What you should do -> Set out the records below as a Markdown table with the columns Row and Line, starting at the line that contains "Detect ski track" and running through the end of the records, with both ends included. Number each row and leave out blank lines.

Source data ->
* begin *

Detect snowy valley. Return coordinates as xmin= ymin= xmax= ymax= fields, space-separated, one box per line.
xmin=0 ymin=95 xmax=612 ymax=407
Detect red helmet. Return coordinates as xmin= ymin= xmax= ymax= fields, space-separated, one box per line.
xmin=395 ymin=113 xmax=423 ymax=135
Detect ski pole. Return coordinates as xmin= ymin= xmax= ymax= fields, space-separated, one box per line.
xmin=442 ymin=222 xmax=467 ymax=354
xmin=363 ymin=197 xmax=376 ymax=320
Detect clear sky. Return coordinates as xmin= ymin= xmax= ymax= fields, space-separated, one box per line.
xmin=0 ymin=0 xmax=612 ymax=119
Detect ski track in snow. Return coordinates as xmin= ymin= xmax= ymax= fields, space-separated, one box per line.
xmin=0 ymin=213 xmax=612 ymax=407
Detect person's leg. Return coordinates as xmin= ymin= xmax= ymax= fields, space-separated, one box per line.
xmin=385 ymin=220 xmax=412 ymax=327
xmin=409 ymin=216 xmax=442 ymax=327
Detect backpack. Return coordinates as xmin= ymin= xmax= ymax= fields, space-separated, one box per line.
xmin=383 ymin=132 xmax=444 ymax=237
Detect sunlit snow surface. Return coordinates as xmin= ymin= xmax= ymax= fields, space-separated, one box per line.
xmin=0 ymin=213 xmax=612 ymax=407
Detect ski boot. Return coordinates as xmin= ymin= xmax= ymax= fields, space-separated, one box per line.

* end *

The reply ->
| Row | Line |
|---|---|
| 1 | Detect ski track in snow. Return coordinates as xmin= ymin= xmax= ymax= fields, space-separated, one box per line. |
| 2 | xmin=0 ymin=213 xmax=612 ymax=407 |
| 3 | Detect person's leg. Return coordinates as xmin= ymin= xmax= ymax= fields, space-separated, one box per line. |
| 4 | xmin=385 ymin=220 xmax=412 ymax=327 |
| 5 | xmin=409 ymin=216 xmax=442 ymax=327 |
| 6 | Detect backpack. Return coordinates as xmin= ymin= xmax= ymax= fields, space-separated, one box per line. |
| 7 | xmin=383 ymin=132 xmax=444 ymax=237 |
| 8 | Detect sunlit snow surface. Return coordinates as xmin= ymin= xmax= ymax= fields, space-separated, one box per line. |
| 9 | xmin=0 ymin=213 xmax=612 ymax=407 |
| 10 | Detect ski boot. Return coordinates as xmin= ymin= xmax= ymax= fields, space-separated, one box per line. |